### Reading text:
Route information
- Maintained by WisDOT
- Length: 3.2 mi (5.1 km)
- Existed: 1958–1991

Major junctions
- South end: CTH-A in Hustler
- North end: US 12 / WIS 16 in Camp Douglas

Location
- Country: United States
- State: Wisconsin
- Counties: Juneau

Highway system
- Wisconsin State Trunk Highway System; Interstate; US; State; Scenic; Rustic;
| ← WIS 184 |  | → WIS 186 |
| ← I-94 | WIS 94 | → WIS 95 |

= Wisconsin Highway 185 =

Former state highway in Juneau County, Wisconsin, United States

State Trunk Highway 185 (Highway 185, STH-185 or WIS 185) was a state highway in Juneau County, Wisconsin. It traveled from County Trunk Highway A (CTH-A) in Hustler to US Highway 12/WIS 16 (US 12/WIS 16) in Camp Douglas.

==Route description==
Starting at CTH-A intersection in Hustler, WIS 185 traveled north towards Camp Douglas. Then, as it reached downtown Camp Douglas, it then crossed a railroad crossing. Further north, it then intersected US 12/WIS 16 just south of Interstate 94 (I-94). At this point, the highway ended here.

### Records shown:
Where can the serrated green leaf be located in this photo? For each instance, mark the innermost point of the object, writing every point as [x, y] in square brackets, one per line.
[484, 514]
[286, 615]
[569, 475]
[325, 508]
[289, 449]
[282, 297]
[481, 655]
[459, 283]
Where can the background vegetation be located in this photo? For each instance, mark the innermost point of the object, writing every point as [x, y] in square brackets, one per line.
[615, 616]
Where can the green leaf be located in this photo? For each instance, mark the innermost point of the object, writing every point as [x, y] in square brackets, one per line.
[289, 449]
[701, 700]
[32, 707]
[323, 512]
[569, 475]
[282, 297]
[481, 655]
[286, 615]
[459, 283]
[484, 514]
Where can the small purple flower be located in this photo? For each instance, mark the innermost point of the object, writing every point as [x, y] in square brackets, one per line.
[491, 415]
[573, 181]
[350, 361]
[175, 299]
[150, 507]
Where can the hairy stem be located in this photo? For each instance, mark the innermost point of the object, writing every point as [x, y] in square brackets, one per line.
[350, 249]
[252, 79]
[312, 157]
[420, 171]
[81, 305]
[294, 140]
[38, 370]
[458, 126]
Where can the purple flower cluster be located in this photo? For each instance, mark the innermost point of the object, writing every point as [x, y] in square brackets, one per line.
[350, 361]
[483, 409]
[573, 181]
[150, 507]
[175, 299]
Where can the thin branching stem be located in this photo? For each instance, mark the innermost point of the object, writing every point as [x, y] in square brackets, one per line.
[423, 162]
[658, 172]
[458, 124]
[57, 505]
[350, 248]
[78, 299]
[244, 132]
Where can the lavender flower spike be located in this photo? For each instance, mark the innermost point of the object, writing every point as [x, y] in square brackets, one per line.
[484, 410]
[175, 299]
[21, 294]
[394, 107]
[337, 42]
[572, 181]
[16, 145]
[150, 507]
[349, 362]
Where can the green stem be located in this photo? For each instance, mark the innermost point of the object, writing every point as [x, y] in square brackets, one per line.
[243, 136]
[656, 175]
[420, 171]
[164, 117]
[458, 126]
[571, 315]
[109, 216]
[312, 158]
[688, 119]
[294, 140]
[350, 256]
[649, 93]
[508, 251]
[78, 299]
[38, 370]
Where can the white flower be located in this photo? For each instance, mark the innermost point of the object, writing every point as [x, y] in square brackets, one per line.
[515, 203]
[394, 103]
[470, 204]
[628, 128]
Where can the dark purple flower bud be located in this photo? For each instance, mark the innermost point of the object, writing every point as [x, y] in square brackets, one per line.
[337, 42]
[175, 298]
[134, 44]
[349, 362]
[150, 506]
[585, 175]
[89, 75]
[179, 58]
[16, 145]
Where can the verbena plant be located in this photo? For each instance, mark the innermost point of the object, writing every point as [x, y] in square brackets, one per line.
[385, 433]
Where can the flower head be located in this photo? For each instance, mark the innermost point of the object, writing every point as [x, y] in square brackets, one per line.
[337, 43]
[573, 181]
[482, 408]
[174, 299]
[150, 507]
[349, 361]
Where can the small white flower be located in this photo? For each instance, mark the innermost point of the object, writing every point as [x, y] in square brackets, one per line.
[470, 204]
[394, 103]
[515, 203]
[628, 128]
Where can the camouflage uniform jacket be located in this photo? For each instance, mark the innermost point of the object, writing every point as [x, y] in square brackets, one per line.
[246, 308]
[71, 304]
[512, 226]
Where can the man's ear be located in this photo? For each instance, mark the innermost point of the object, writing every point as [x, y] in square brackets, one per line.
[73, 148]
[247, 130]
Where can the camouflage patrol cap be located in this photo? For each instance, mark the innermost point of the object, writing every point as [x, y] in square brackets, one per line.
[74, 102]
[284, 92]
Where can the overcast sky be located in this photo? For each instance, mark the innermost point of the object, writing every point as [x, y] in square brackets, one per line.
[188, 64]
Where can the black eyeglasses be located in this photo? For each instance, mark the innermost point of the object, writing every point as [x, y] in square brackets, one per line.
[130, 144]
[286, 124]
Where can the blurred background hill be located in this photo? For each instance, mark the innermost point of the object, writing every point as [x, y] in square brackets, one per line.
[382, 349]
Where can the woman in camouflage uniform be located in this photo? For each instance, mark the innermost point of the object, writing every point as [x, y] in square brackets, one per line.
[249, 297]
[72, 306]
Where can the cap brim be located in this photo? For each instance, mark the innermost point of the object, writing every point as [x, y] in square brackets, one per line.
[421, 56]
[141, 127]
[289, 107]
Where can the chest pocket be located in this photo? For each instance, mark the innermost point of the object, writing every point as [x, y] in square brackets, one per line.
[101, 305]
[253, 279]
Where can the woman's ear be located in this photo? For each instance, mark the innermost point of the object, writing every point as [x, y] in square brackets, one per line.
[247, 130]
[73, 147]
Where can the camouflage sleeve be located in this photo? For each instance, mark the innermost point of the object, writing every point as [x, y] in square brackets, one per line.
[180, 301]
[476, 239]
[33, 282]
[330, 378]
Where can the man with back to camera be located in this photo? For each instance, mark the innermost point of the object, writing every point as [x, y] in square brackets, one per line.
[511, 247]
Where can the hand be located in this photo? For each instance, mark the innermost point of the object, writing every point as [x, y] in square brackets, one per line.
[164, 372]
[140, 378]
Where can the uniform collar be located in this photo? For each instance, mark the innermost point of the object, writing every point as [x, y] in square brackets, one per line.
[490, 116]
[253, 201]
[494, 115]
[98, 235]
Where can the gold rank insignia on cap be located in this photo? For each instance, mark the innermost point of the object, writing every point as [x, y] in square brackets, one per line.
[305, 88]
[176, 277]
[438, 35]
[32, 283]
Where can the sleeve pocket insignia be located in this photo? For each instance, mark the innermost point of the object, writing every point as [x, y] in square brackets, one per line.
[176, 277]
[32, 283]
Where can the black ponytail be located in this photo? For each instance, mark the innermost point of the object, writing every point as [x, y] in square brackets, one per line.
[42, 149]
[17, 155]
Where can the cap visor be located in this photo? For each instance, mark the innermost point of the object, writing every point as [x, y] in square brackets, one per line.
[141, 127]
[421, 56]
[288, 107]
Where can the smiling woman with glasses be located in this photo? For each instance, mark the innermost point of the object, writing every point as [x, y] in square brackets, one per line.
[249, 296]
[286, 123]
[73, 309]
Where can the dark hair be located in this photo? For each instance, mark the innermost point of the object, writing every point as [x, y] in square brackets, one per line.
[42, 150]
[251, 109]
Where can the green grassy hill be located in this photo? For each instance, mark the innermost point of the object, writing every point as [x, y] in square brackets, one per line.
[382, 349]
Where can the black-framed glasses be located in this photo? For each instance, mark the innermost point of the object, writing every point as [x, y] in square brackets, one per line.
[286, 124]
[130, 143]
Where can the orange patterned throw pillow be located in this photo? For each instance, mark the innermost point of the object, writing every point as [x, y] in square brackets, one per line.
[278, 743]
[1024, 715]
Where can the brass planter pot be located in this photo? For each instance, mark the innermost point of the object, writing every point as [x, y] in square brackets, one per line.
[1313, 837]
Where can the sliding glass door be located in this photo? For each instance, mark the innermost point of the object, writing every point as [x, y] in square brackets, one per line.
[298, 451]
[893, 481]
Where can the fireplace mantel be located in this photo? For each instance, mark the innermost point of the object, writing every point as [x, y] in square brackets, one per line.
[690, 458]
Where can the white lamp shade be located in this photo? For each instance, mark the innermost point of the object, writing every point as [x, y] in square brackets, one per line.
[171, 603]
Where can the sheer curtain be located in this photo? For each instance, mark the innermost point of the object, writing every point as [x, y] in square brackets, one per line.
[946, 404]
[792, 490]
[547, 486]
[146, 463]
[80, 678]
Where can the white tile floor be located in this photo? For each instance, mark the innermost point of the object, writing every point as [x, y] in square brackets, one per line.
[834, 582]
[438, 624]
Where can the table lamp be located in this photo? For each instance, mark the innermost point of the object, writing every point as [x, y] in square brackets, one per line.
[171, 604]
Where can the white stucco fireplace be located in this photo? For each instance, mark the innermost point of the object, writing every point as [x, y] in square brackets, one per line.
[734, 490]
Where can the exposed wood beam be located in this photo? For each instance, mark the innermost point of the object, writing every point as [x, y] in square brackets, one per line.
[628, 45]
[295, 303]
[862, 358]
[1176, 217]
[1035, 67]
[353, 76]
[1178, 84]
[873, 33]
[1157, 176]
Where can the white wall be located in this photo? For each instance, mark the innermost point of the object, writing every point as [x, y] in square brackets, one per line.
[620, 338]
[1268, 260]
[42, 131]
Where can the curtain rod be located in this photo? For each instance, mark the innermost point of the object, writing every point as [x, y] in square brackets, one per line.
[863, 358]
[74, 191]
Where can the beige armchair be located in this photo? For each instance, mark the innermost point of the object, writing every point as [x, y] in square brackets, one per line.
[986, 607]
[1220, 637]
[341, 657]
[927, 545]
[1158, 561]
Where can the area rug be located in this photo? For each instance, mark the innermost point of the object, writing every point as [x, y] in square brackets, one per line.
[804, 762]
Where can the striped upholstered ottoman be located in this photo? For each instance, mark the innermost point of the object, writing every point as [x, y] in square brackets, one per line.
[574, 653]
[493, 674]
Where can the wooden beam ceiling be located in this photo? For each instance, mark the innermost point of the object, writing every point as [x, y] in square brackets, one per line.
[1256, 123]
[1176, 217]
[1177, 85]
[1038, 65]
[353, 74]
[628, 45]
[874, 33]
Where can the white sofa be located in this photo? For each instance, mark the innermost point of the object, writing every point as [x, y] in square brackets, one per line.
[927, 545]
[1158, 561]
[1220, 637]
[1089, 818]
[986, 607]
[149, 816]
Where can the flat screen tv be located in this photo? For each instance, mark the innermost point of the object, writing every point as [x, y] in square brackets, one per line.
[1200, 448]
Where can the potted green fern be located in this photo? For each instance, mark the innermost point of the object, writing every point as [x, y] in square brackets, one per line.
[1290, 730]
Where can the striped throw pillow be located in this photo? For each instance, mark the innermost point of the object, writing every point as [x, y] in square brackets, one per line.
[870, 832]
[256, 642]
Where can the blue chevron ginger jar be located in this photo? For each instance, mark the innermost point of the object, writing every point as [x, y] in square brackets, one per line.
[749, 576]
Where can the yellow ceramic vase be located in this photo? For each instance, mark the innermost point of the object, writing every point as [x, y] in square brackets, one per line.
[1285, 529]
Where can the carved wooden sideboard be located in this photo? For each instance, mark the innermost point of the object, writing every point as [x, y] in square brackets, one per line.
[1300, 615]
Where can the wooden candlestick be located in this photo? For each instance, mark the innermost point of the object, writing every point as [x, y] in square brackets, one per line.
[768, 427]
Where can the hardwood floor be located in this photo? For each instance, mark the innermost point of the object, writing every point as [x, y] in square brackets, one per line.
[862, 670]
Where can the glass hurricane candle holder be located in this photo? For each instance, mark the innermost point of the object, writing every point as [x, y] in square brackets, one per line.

### Problem details:
In the Wisconsin Highway 185 text, what did the highway cross when it reached downtown Camp Douglas?

### Answer below:
A railroad crossing.